▶ _Required action_: Pick up the article about the new type of brain cell where it ends and keep it going.

Swiss researchers have discovered a third type of brain cell that appears to be a hybrid of the two other primary types — and it could lead to new treatments for many brain disorders.
The challenge: Most of the cells in the brain are either neurons or glial cells. While neurons use electrical and chemical signals to send messages to one another across small gaps called synapses, glial cells exist to support and protect neurons.
Astrocytes are a type of glial cell found near synapses. This close proximity to the place where brain signals are sent and received has led researchers to suspect that astrocytes might play an active role in the transmission of information inside the brain — a.k.a. “neurotransmission” — but no one has been able to prove the theory.
A new brain cell: Researchers at the Wyss Center for Bio and Neuroengineering and the University of Lausanne believe they’ve definitively proven that some astrocytes do actively participate in neurotransmission, making them a sort of hybrid of neurons and glial cells.
According to the researchers, this third type of brain cell, which they call a “glutamatergic astrocyte,” could offer a way to treat Alzheimer’s, Parkinson’s, and other disorders of the nervous system.
“Its discovery opens up immense research prospects,” said study co-director Andrea Volterra.
The study: Neurotransmission starts with a neuron releasing a chemical called a neurotransmitter, so the first thing the researchers did in their study was look at whether astrocytes can release the main neurotransmitter used by neurons: glutamate.
By analyzing astrocytes taken from the brains of mice, they discovered that certain astrocytes in the brain’s hippocampus did include the “molecular machinery” needed to excrete glutamate. They found evidence of the same machinery when they looked at datasets of human glial cells.
Finally, to demonstrate that these hybrid cells are actually playing a role in brain signaling, the researchers suppressed their ability to secrete glutamate in the brains of mice. This caused the rodents to experience memory problems.

Entries drawn from a collection
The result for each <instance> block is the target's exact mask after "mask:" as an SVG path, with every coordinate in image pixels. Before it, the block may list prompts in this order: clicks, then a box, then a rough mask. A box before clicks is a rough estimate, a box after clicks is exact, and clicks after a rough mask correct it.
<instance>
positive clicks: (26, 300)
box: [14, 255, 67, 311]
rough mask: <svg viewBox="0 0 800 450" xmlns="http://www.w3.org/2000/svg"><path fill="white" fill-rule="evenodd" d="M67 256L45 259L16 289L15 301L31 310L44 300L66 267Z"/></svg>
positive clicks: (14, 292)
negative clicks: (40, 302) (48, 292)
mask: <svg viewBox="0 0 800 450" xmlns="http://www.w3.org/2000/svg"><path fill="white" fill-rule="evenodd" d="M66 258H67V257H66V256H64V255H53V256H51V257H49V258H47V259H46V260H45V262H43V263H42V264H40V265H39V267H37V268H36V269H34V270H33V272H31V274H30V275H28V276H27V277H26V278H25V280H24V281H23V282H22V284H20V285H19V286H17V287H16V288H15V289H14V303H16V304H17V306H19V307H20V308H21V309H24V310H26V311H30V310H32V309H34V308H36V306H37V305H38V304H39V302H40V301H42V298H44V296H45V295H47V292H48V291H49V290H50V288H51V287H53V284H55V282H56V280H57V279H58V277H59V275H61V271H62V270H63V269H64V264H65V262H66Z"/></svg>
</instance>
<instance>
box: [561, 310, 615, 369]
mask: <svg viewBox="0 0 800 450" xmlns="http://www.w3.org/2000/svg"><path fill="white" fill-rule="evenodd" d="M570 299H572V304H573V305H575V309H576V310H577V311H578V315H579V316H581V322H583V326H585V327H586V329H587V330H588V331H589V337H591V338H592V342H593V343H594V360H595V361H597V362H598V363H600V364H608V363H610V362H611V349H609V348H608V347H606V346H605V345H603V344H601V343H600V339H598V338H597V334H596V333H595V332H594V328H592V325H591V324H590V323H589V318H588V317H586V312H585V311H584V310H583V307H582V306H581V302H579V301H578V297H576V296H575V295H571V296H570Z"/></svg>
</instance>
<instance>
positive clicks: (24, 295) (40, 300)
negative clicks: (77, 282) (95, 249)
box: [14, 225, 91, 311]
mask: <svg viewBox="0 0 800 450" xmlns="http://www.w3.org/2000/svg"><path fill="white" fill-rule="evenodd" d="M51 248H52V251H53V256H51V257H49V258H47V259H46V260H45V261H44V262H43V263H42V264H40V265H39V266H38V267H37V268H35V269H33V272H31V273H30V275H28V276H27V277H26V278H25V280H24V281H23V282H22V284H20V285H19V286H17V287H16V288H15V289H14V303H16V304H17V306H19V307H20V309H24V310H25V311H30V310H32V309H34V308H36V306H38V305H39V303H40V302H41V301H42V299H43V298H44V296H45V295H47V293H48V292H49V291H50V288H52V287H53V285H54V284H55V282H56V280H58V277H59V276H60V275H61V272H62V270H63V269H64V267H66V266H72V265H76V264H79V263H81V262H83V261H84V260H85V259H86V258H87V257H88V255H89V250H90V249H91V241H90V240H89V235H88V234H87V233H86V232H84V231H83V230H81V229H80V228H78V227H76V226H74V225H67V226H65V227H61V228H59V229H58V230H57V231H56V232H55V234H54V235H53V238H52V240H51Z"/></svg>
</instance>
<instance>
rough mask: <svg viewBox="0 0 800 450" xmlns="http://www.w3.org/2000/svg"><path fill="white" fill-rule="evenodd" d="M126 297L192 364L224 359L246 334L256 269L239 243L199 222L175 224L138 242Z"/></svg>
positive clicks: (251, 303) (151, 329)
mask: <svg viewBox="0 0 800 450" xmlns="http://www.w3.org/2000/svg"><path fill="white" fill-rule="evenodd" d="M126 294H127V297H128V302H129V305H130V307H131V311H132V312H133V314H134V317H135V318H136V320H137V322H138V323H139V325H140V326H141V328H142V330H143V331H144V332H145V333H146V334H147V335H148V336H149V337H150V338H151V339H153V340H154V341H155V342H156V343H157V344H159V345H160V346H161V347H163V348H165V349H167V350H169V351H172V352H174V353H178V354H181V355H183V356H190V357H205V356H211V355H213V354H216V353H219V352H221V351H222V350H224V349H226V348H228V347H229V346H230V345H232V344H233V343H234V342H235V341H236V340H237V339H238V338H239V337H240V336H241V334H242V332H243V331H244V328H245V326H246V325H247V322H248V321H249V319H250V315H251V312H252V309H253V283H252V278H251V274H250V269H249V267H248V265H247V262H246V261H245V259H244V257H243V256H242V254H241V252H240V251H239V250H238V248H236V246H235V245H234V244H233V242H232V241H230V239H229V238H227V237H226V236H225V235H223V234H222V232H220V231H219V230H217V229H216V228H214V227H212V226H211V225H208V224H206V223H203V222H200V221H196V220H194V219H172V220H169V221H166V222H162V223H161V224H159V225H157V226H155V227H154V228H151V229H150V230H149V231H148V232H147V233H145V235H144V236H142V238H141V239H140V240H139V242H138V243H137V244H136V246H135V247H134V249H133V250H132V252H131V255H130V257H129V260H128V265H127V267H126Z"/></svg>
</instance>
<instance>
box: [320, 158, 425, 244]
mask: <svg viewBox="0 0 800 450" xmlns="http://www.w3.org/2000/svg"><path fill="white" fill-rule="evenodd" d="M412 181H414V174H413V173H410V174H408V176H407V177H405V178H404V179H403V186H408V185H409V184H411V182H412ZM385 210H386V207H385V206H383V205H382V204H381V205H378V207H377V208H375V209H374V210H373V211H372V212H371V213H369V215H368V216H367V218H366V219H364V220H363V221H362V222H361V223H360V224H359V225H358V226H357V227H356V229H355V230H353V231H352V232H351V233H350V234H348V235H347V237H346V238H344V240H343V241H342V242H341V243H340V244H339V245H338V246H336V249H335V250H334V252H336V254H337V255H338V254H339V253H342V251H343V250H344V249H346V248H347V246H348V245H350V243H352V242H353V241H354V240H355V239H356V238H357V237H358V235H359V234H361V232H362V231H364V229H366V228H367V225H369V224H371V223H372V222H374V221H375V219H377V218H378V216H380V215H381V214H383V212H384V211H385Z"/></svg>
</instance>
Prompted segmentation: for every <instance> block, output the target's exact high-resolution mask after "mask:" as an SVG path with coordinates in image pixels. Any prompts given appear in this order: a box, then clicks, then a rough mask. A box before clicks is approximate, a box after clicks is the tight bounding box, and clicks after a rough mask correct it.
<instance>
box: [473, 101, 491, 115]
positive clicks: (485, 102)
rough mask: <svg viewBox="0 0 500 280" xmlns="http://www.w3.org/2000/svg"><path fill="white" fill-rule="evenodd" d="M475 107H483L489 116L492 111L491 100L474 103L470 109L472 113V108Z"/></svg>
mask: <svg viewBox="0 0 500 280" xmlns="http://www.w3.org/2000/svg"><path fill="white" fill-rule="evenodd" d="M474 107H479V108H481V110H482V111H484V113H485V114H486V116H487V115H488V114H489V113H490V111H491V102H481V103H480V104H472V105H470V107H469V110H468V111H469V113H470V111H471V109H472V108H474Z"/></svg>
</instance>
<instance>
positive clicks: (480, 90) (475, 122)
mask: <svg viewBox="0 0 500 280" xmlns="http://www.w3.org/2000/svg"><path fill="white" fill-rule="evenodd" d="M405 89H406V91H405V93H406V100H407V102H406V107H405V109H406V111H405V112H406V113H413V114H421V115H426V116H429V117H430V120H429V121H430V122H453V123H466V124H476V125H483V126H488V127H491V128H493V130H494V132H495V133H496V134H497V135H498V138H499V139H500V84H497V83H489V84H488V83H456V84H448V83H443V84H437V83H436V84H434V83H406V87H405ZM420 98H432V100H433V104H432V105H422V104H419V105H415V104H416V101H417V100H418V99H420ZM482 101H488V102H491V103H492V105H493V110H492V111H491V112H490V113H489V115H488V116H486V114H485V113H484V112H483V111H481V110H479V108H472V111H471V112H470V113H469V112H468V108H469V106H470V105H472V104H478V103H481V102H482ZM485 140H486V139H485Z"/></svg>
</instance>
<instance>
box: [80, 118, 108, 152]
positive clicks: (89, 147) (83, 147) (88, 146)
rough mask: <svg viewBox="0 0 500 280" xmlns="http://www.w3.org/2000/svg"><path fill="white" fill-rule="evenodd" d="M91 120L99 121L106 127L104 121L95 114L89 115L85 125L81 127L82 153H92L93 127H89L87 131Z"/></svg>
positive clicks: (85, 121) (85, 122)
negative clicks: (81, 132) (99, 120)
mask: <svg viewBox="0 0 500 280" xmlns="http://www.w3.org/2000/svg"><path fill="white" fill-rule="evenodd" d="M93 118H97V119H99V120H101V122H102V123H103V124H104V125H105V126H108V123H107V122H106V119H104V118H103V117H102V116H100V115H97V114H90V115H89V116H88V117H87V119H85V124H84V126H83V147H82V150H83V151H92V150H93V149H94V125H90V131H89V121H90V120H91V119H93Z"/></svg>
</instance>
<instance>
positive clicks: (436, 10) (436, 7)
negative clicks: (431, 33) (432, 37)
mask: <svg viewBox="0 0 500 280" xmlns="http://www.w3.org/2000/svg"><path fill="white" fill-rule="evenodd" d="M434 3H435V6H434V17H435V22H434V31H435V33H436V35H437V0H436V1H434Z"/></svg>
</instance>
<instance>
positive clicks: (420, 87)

▶ _Exercise answer_:
“Our next studies will explore the potential protective role of this type of cell against memory impairment in Alzheimer’s disease, as well as its role in other regions and pathologies than those explored here,” said Andrea Volterra, University of Lausanne.
But why? The researchers aren’t sure why the brain needs glutamatergic astrocytes when it already has neurons, but Volterra suspects the hybrid brain cells may help with the distribution of signals — a single astrocyte can be in contact with thousands of synapses.
“Often, we have neuronal information that needs to spread to larger ensembles, and neurons are not very good for the coordination of this,” researcher Ludovic Telley told New Scientist.
Looking ahead: More research is needed to see how the new brain cell functions in people, but the discovery that it plays a role in memory in mice suggests it might be a worthwhile target for Alzheimer’s disease treatments.
The researchers also found evidence during their study that the cell might play a role in brain circuits linked to seizures and voluntary movements, meaning it’s also a new lead in the hunt for better epilepsy and Parkinson’s treatments.
“Our next studies will explore the potential protective role of this type of cell against memory impairment in Alzheimer’s disease, as well as its role in other regions and pathologies than those explored here,” said Volterra.